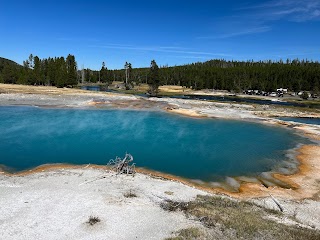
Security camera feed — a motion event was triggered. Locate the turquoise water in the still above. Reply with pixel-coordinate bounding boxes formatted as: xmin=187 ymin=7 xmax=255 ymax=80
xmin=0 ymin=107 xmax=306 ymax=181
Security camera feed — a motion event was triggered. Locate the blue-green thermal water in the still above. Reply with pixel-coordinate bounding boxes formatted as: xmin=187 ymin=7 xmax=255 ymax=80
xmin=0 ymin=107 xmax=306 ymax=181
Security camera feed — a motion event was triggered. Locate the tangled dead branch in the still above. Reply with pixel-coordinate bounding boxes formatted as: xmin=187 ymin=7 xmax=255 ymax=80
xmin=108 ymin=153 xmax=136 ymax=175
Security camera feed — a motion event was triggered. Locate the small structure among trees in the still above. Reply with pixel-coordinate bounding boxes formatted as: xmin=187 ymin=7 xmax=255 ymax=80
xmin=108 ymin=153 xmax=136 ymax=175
# # # #
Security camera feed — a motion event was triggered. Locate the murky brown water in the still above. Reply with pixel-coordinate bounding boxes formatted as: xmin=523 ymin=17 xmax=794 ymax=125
# # # #
#### TASK INSTRUCTIONS
Report every line of the entries above that contains the string "Reply", copying each such line in full. Case counts.

#### ANSWER FOR THE TASK
Security camera feed — a motion event was triggered. Locate the turquoise water in the still above. Reply with pixel-coordinate bounding boxes formatted as: xmin=187 ymin=7 xmax=255 ymax=80
Security camera feed — a motion event was triggered. Locate the blue-green thermal water in the still above. Reply with pixel-coordinate bounding boxes formatted as: xmin=187 ymin=7 xmax=255 ymax=80
Security camera feed — a motion event was triggered. Locate the tangled dead branch in the still above. Reply with pixel-coordinate bounding boxes formatted as: xmin=187 ymin=7 xmax=255 ymax=80
Security camera feed — a motion event was triggered. Locate the small structure among trees in the still above. Reply with pixel-coordinate bounding boxes formatted as: xmin=187 ymin=7 xmax=255 ymax=80
Security camera feed — a motion event was triggered. Locate the murky brown water in the still above. Reply with pixel-coordinate bounding boxes formatted as: xmin=523 ymin=17 xmax=794 ymax=125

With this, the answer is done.